(What you are asked to do) Return the rows below word for word, starting at the first line and ending with the line that contains "[(195, 214)]".

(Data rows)
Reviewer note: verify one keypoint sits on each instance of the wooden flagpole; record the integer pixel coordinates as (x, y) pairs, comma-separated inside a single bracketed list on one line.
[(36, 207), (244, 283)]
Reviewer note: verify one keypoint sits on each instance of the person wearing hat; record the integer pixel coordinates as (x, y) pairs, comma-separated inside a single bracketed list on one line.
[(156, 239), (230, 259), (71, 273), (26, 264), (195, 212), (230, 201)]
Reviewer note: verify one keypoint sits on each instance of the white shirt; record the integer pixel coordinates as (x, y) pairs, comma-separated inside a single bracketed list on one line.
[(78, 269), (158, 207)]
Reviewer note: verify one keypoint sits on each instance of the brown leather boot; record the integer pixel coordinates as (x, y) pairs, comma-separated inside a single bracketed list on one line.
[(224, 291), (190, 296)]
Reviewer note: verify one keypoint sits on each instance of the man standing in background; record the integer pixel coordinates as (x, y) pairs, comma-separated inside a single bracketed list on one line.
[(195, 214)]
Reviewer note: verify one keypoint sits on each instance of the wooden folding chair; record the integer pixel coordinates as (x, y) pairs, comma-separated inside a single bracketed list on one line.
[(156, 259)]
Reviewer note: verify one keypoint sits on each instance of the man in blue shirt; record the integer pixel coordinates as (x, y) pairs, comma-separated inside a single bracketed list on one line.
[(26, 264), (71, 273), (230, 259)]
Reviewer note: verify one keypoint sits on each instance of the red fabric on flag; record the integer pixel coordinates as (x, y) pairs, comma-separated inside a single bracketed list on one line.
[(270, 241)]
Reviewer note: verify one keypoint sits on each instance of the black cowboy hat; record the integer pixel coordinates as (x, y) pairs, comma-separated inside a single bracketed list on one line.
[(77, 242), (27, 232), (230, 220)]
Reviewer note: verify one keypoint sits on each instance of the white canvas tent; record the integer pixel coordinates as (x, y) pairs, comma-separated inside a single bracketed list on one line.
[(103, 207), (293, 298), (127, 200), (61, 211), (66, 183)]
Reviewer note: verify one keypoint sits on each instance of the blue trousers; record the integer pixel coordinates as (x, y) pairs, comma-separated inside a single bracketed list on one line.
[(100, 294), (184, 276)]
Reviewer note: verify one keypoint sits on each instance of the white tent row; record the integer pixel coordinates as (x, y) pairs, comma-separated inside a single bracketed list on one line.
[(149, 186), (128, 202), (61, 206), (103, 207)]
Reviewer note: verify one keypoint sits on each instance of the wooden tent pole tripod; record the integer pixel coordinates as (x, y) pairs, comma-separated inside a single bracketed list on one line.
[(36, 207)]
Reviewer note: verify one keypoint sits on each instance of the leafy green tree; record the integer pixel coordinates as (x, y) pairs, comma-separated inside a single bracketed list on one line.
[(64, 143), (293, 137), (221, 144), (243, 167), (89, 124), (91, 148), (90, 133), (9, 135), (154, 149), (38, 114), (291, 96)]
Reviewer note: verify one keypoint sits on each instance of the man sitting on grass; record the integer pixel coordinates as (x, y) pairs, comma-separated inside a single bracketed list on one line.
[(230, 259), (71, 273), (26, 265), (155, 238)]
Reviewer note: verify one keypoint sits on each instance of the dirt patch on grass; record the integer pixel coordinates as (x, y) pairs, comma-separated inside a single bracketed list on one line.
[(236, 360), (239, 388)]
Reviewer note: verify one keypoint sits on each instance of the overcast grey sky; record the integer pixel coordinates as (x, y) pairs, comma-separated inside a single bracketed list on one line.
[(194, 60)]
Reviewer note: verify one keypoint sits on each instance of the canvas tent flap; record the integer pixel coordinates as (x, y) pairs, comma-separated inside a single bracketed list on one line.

(Task result)
Reviewer note: verify one keypoint sits on each instance of the wooden flagpole; record the integer pixel coordinates as (x, y) pairs, comma-separated inside a single bracketed list on one line.
[(36, 207), (244, 283)]
Reviewer note: verify one keypoint sits on each instance of the person wearing hat; record the integer pixel coordinates as (x, y) pairs, comma-separated inside a single bracketed list on one line.
[(156, 239), (230, 259), (71, 273), (26, 264), (195, 212), (230, 201)]
Reviewer note: verify one keypoint sits on each instance of the white shirt; record the integer pixel coordinates as (x, y) pairs, comma-separated inside a single bracketed list on one line.
[(78, 269), (158, 207)]
Reviewer note: verify one keypoint sits on each instance of the brown leather boot; record the integer pixel coordinates as (x, y) pairs, comma-separated inside a single bracketed list on one line.
[(224, 291), (190, 296)]
Reviewer note: verify one keypoint sits on each instance of the man standing in background; record the integer pixel coordinates as (x, y) pairs, comma-separated inside a single bracketed list on one line.
[(195, 214)]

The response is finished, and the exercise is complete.